What you will do — Print all the data, keeping every line exactly as it is.

----------------

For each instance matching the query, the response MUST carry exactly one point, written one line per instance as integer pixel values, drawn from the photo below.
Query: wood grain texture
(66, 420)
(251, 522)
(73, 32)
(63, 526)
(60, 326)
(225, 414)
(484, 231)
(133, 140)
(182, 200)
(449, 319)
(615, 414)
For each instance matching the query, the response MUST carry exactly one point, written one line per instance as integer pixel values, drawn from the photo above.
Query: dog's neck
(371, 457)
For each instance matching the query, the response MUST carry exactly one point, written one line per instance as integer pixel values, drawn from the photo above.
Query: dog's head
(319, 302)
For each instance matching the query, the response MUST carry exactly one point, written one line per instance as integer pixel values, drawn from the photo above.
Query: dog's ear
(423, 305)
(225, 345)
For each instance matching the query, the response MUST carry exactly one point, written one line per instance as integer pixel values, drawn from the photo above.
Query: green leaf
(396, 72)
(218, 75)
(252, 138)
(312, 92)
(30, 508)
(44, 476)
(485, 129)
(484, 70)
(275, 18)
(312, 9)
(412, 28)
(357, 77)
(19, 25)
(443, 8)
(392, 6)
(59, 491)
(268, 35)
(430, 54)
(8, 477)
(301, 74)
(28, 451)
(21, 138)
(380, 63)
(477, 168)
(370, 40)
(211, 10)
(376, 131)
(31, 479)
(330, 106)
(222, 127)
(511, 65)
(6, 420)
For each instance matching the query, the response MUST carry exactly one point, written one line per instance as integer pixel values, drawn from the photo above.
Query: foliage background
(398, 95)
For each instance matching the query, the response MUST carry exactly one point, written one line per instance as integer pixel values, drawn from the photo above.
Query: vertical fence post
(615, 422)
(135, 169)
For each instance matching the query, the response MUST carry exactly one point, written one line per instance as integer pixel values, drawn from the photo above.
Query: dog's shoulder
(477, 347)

----------------

Output for this exercise —
For each instance matching the query, the response MUST carry exactly one point, written one line per instance as integer pixel values, drawn from the photo below.
Query: wood grain texture
(66, 420)
(251, 522)
(73, 32)
(63, 526)
(60, 326)
(225, 414)
(484, 231)
(133, 140)
(182, 200)
(449, 319)
(615, 414)
For each instance matching the query, the response MUST carry exactly one point, written one line per instance as integer pixel values, drawn from the photo above.
Query: dog's neck
(371, 457)
For each instance matching the query, the response MUST carry exactly one point, written one line per instance as integer pixel values, drawn from the photo above.
Query: dog's head
(319, 302)
For each instance matching the query, the response MUST carry exactly one point, written one line per instance as integer pixel values, drawn from the photo above.
Query: dog's ear
(423, 305)
(225, 345)
For each instance matching the query, the response MUST carry exactly one point, written one line per instance as integer pixel values, drawn from the photo above.
Query: green leaf
(396, 72)
(218, 75)
(252, 138)
(312, 92)
(30, 508)
(44, 476)
(485, 129)
(484, 70)
(275, 18)
(312, 9)
(412, 28)
(357, 77)
(19, 25)
(443, 8)
(392, 6)
(59, 491)
(268, 35)
(430, 54)
(8, 477)
(301, 74)
(28, 451)
(21, 138)
(380, 63)
(477, 168)
(370, 40)
(211, 10)
(376, 131)
(31, 479)
(330, 106)
(222, 127)
(511, 65)
(6, 420)
For each instance matching the query, the response MUST carry exactly one point, written one line per instance as integer pixel values, drawn from the photo above.
Query: foliage background
(398, 95)
For each instance matching the query, the response MUST carry exactly one point, written one line per instance as integer pixel values, drawn from the photo above.
Query: vertical fence post
(615, 422)
(135, 169)
For each instance matching the query, the response MUST carry exactly one point, written one line per instance as integer pixel values, drawn from the photo above.
Query: dog's shoulder
(477, 347)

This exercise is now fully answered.